* **To do**:
Pick up the baseball rate-stats tutorial below right after its last line and keep writing it.

* **Selection**:
-------------------------

2.3 Common Baseball Data Transformations

Now that we understand the core tools, let's apply them to common baseball analytics tasks.

2.3.1 Calculating Rate Stats (per PA, per IP) {#rate-stats}

Raw counting stats (HR, RBI, SO) depend on playing time. Rate statistics normalize these for comparison.

R Example: Batting Rates

library(baseballr)
library(tidyverse)

# Get 2024 data
batters <- fg_batter_leaders(2024, 2024, qual = 100)

# Calculate per-PA and per-game rates
batters_rates <- batters %>%
  mutate(
    # Runs created per 27 outs (approximation)
    RC27 = (R + RBI - HR) / (AB - H + CS + GIDP) * 27,

    # Home runs per plate appearance
    HR_per_PA = HR / PA,

    # Walks per plate appearance
    BB_per_PA = BB / PA,

    # Extra base hits
    XBH = `2B` + `3B` + HR,
    XBH_per_PA = XBH / PA,

    # Total bases per plate appearance
    TB = H + `2B` + (`3B` * 2) + (HR * 2),
    TB_per_PA = TB / PA,

    # Speed score components
    SB_per_game = SB / G,

    # Production: OBP + SLG (quick OPS equivalent)
    Production = OBP + SLG
  )

# Top home run hitters by rate
hr_rate_leaders <- batters_rates %>%
  filter(PA >= 400) %>%
  select(Name, Team, PA, HR, HR_per_PA) %>%
  arrange(desc(HR_per_PA)) %>%
  head(10)

print(hr_rate_leaders)

Python Example: Pitching Rates

from pybaseball import pitching_stats
import pandas as pd

# Get 2024 pitching data
pitchers = pitching_stats(2024, qual=100)

-------------------------

* **Information provided**:
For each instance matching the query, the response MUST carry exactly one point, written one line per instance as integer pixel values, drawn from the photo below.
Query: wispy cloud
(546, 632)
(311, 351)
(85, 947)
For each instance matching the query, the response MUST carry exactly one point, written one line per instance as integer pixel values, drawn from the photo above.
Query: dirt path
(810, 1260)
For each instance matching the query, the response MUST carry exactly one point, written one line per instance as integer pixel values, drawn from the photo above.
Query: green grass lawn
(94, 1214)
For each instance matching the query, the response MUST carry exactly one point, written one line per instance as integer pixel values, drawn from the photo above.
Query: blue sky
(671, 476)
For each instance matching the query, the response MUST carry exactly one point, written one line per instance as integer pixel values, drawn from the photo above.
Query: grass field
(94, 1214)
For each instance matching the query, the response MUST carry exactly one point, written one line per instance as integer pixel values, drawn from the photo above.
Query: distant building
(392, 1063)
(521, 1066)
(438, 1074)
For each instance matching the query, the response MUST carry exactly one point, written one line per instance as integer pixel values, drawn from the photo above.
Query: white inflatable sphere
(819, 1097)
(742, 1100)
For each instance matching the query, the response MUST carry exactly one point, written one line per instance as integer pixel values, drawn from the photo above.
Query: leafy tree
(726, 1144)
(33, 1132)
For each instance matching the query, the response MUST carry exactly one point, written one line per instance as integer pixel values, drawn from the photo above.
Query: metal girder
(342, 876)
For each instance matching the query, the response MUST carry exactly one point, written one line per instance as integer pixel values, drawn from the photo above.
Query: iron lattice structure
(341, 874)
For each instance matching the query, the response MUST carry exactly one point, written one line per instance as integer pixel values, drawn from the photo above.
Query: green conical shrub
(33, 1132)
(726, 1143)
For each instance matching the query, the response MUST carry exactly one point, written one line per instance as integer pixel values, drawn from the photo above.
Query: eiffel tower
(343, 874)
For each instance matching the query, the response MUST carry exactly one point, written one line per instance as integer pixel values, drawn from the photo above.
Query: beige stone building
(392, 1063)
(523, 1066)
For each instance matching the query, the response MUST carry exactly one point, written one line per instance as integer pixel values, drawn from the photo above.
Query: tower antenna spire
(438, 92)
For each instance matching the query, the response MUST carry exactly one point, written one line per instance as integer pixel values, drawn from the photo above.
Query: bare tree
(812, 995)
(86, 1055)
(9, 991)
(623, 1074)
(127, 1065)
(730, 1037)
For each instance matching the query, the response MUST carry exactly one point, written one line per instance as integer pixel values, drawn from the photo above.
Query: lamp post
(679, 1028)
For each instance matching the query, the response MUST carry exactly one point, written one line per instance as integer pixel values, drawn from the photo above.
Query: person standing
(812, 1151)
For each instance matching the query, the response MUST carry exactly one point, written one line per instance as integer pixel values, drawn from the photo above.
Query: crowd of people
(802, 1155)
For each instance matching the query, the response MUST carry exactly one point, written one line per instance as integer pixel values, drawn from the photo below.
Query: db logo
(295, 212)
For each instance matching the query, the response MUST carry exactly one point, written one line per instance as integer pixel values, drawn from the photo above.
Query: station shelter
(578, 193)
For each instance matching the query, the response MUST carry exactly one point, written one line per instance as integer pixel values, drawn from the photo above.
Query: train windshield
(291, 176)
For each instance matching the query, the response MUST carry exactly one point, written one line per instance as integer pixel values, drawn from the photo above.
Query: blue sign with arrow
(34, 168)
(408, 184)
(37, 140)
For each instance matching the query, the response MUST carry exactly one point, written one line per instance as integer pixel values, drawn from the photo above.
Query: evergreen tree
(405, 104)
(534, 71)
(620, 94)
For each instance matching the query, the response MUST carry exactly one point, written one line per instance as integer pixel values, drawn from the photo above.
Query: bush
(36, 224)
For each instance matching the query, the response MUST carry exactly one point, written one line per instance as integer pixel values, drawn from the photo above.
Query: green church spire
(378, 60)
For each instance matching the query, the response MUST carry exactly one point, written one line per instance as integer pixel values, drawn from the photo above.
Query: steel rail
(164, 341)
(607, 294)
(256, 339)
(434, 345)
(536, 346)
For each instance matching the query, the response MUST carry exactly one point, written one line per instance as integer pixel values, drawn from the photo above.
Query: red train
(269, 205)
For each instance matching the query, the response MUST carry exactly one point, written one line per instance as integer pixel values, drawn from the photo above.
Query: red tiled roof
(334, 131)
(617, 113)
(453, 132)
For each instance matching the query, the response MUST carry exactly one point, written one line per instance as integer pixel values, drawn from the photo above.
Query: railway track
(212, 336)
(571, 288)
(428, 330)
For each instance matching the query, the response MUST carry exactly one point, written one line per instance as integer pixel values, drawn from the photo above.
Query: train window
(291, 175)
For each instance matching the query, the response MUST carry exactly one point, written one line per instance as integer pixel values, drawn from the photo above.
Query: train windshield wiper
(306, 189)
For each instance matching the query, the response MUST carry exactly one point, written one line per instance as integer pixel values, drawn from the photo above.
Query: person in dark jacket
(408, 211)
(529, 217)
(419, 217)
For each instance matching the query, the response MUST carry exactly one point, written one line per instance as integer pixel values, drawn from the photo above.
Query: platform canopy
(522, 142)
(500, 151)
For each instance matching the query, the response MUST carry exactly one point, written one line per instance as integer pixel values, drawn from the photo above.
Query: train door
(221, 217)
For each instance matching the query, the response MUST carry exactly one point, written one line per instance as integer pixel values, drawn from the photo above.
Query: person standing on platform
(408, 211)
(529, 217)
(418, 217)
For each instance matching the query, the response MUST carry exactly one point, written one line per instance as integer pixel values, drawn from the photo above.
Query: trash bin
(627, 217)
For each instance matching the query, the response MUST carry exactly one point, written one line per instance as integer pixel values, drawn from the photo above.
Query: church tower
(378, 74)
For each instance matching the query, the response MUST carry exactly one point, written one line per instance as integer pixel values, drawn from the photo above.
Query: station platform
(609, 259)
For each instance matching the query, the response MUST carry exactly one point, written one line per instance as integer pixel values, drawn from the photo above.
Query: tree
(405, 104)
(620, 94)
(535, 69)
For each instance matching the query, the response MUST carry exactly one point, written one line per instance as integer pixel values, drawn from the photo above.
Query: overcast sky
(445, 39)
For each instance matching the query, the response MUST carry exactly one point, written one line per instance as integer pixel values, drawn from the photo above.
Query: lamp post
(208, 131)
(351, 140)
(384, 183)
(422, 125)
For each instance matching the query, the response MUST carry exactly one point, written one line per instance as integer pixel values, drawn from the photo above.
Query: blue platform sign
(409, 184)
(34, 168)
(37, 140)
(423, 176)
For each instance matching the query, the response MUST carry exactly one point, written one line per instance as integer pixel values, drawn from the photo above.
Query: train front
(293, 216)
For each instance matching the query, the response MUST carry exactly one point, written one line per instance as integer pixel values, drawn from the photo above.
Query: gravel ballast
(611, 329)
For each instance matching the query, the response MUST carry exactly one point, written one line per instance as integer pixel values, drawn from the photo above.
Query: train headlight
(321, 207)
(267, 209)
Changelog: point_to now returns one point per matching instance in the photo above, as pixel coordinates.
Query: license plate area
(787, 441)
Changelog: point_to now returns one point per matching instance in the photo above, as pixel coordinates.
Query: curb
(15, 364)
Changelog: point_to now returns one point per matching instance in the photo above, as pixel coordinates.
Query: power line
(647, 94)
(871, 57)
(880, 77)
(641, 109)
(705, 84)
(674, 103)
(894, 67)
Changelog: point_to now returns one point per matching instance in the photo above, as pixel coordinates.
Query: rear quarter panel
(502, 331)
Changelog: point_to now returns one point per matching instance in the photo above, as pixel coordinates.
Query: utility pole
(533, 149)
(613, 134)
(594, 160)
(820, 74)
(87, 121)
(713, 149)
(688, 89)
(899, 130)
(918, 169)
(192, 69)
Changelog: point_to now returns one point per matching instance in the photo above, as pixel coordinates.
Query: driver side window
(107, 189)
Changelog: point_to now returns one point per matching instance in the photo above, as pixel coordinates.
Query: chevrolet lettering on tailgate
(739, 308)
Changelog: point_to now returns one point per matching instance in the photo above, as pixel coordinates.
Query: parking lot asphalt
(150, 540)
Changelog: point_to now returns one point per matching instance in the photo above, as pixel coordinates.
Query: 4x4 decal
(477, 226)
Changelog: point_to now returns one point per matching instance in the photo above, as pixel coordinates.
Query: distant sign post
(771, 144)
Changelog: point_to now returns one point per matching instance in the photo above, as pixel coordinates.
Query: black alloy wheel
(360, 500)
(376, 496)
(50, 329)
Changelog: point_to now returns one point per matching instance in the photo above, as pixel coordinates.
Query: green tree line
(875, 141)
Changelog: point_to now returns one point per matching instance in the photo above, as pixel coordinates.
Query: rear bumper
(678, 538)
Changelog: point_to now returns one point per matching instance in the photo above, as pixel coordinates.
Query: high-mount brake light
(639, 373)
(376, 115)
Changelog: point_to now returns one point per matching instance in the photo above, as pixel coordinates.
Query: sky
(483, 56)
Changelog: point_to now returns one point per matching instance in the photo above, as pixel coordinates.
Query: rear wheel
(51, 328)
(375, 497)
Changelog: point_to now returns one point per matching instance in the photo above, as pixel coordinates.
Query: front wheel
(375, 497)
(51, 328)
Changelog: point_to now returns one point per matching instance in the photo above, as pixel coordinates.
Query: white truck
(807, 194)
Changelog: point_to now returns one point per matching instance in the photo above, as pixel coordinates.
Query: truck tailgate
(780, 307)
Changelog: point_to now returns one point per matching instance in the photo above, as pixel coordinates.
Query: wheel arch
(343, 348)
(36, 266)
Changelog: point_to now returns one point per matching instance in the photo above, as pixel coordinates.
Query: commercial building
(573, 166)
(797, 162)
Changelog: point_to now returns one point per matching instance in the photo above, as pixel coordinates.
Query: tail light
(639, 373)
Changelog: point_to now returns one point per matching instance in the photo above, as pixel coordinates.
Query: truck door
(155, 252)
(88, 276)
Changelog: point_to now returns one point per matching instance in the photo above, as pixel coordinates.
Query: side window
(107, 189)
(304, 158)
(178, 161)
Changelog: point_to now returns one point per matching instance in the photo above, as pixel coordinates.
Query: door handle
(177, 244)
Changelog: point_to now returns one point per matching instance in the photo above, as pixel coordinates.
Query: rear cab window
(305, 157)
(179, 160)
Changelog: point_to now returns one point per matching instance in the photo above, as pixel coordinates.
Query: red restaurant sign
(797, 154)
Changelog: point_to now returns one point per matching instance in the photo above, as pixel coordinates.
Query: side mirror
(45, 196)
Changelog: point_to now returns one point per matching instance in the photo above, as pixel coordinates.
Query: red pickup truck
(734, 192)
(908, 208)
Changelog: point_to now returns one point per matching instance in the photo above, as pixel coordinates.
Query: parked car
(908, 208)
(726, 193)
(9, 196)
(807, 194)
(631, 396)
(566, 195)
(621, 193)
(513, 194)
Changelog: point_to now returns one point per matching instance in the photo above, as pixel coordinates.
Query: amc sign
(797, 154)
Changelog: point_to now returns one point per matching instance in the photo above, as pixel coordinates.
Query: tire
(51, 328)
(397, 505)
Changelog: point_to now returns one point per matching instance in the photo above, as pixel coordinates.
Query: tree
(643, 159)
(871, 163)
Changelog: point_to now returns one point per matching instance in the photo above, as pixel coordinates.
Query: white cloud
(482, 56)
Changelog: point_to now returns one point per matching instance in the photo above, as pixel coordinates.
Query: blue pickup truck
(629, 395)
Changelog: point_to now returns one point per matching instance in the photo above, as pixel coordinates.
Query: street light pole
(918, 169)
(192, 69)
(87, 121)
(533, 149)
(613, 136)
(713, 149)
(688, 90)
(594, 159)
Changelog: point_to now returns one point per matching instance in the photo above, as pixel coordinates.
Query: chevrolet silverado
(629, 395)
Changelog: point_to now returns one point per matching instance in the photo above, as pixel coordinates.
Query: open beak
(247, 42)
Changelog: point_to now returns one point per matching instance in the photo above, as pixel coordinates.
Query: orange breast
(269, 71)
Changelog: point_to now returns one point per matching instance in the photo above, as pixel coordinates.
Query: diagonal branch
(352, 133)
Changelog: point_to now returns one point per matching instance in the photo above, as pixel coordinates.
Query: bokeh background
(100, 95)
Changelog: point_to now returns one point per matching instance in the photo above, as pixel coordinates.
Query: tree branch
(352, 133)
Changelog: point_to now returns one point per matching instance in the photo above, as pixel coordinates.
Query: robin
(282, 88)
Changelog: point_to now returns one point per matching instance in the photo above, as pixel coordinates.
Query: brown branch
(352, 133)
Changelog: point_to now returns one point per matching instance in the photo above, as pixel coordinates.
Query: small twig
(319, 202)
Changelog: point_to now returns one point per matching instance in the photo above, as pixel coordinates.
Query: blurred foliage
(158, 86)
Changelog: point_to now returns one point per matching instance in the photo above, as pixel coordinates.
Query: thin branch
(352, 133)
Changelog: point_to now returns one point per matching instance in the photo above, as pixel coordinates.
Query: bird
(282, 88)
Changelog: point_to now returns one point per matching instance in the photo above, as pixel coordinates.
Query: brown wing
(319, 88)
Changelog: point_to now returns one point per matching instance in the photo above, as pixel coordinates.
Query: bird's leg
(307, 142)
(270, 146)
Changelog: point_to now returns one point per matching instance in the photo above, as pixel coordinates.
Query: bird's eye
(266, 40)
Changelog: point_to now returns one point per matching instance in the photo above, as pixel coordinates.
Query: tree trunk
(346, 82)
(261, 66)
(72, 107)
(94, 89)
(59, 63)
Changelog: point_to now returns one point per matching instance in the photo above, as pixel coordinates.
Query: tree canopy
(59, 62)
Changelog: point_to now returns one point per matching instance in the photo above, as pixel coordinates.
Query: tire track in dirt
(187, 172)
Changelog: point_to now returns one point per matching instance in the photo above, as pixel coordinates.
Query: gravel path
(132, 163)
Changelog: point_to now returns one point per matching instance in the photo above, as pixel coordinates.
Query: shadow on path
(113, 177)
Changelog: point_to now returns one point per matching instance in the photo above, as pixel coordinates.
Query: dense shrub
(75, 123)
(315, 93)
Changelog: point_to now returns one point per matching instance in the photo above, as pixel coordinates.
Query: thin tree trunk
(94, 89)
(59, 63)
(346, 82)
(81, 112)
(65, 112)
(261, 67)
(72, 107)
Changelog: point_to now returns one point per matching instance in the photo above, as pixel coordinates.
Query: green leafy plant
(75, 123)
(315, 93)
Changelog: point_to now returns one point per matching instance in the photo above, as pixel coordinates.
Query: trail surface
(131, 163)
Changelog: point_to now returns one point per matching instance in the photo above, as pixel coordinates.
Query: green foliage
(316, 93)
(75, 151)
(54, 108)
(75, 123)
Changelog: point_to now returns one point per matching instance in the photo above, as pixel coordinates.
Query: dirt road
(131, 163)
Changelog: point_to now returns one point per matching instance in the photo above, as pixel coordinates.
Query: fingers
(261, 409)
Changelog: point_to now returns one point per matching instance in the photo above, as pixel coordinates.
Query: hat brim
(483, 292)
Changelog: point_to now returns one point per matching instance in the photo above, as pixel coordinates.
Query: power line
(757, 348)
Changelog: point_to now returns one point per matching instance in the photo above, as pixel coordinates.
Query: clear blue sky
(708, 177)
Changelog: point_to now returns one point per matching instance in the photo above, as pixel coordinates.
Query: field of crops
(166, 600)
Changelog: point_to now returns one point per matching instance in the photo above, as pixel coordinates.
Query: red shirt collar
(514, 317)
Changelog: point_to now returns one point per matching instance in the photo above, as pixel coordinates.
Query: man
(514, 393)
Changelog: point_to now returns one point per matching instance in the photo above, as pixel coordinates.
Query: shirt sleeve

-------------------------

* **Exercise output**:
# Calculate rate statistics
pitchers['K_per_9'] = (pitchers['SO'] / pitchers['IP']) * 9
pitchers['BB_per_9'] = (pitchers['BB'] / pitchers['IP']) * 9
pitchers['HR_per_9'] = (pitchers['HR'] / pitchers['IP']) * 9
pitchers['H_per_9'] = (pitchers['H'] / pitchers['IP']) * 9

# K/BB ratio
pitchers['K_BB_ratio'] = pitchers['SO'] / pitchers['BB']

# Strikeout rate and walk rate (per batter faced)
# Note: Estimate BF if not available
pitchers['est_BF'] = pitchers['IP'] * 3 + pitchers['H'] + pitchers['BB'] + pitchers['HBP']
pitchers['K_rate'] = pitchers['SO'] / pitchers['est_BF']
pitchers['BB_rate'] = pitchers['BB'] / pitchers['est_BF']

# WHIP (Walks + Hits per Inning Pitched)
pitchers['WHIP'] = (pitchers['BB'] + pitchers['H']) / pitchers['IP']

# Quality starts rate (if available)
if 'QS' in pitchers.columns:
    pitchers['QS_rate'] = pitchers['QS'] / pitchers['GS']

# View elite strikeout pitchers
elite_k = pitchers.nlargest(10, 'K_per_9')[
    ['Name', 'Team', 'IP', 'SO', 'K_per_9', 'K_BB_ratio', 'ERA']
]

print(elite_k)

2.3.2 Rolling Averages and Moving Windows {#rolling-averages}

Rolling statistics smooth out noise and identify trends over time, such as hot and cold streaks.

R Example: 10-Game Rolling Average

# Simulate game-by-game data for a player
set.seed(123)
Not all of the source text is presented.